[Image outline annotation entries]
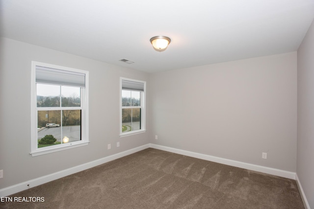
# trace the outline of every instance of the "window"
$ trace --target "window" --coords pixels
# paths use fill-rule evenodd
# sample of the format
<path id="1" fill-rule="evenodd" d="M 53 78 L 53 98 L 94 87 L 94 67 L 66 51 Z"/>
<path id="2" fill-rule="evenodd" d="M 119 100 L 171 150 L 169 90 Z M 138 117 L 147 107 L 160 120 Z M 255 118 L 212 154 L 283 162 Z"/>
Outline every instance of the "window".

# [Set task]
Reproduce every line of the entries above word for word, leaving out the pictures.

# [Response to this exercise]
# trace the outline of every instance of the "window"
$ trace --target "window" --coords pixels
# paths use fill-rule evenodd
# sample of the format
<path id="1" fill-rule="evenodd" d="M 53 78 L 53 98 L 94 87 L 94 67 L 66 51 Z"/>
<path id="2" fill-rule="evenodd" d="M 119 100 L 171 150 L 169 90 Z M 138 117 L 147 107 L 160 120 Z M 255 118 L 212 154 L 283 162 Z"/>
Outline every instance of the "window".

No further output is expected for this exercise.